Excerpts of pointing data:

###

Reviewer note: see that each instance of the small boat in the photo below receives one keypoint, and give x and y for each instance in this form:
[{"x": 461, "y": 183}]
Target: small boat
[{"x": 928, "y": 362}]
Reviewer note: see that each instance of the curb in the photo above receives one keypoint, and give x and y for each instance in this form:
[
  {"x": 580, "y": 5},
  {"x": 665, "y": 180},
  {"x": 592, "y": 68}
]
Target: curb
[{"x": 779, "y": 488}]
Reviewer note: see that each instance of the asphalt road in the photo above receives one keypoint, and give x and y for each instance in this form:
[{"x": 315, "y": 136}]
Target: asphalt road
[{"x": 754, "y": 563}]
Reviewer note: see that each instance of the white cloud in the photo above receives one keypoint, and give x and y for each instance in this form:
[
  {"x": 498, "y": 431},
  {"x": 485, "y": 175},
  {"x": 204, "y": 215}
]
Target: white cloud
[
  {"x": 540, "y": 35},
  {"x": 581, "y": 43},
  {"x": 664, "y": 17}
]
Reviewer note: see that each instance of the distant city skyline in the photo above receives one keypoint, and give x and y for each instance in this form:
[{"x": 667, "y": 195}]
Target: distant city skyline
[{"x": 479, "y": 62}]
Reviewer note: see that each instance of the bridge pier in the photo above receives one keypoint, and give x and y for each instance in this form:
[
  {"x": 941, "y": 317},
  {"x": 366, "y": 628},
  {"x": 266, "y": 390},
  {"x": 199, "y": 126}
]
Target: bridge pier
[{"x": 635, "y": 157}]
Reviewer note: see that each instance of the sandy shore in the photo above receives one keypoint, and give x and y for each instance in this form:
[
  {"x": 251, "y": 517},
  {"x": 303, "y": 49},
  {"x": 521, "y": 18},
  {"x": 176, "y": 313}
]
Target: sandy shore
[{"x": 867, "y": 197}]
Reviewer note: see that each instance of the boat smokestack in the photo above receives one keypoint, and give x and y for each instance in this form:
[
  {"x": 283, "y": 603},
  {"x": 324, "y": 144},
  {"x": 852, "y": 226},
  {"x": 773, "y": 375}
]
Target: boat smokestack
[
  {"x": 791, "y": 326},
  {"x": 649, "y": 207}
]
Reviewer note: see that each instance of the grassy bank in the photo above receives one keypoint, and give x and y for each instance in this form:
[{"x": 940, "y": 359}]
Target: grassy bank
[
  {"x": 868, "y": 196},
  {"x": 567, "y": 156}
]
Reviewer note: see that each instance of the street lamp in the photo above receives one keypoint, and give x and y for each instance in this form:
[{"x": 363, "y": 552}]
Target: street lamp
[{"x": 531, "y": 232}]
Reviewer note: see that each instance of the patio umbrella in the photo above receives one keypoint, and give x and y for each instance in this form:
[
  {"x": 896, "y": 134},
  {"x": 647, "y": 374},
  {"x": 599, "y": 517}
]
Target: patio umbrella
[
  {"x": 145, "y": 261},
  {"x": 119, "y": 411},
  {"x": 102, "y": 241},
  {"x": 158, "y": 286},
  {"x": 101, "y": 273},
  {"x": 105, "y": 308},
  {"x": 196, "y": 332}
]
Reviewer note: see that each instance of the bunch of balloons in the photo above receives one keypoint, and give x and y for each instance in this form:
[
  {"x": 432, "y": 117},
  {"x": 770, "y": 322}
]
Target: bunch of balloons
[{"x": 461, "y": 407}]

###

_Directive_
Edit the data from the line with "Reviewer note: see that each instance of the street" through the end of the data, changing "patio umbrella" to "beach umbrella" and leaving everything else as it stands. Give back only those lines.

_Reply to the task_
Reviewer note: see that each instance of the street lamp in the photo above receives one keypoint, and give x and y for each instance in this form:
[{"x": 363, "y": 552}]
Target: street lamp
[{"x": 531, "y": 232}]
Reviewer note: see that each instance of the beach umbrella in the photo above receives one keypoint, and give x and y for each instance in this form:
[
  {"x": 896, "y": 134},
  {"x": 647, "y": 374},
  {"x": 599, "y": 517}
]
Target: beach umbrella
[
  {"x": 145, "y": 261},
  {"x": 119, "y": 411},
  {"x": 102, "y": 241},
  {"x": 158, "y": 286},
  {"x": 101, "y": 273},
  {"x": 105, "y": 308},
  {"x": 196, "y": 332}
]
Reviewer note: see that each instance of the bunch of balloons in the photo above receives one keypoint, and give x and y for each instance in this form:
[
  {"x": 432, "y": 117},
  {"x": 770, "y": 322}
]
Target: bunch of balloons
[{"x": 461, "y": 407}]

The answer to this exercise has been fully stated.